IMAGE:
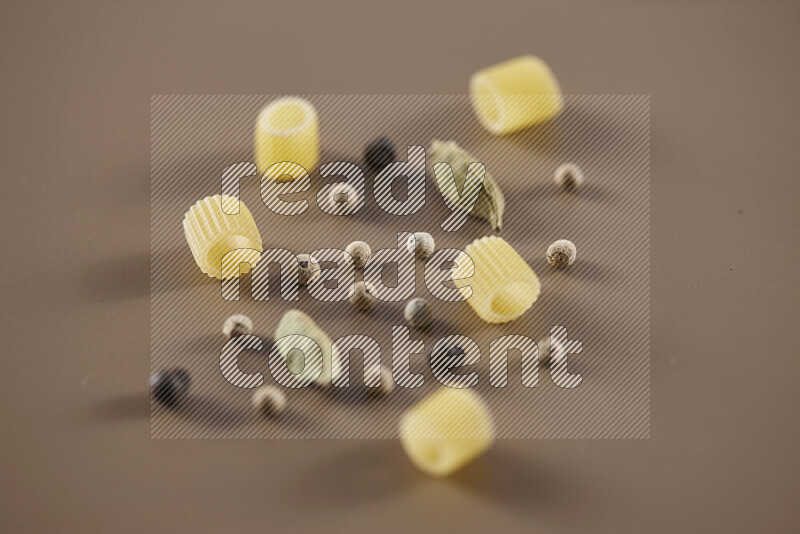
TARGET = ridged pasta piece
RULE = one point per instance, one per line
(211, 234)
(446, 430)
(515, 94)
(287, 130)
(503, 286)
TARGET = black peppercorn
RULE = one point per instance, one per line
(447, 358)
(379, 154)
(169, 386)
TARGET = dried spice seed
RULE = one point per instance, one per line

▸ **Given task**: Rewrite the records from the line containing "TARGET = dried spice seed" through the end of the records, with "dried" replaced by "roasted" and everything else left unchanged.

▸ **Solution to this task**:
TARGET = roasted spice seed
RULE = one point per instance, one per line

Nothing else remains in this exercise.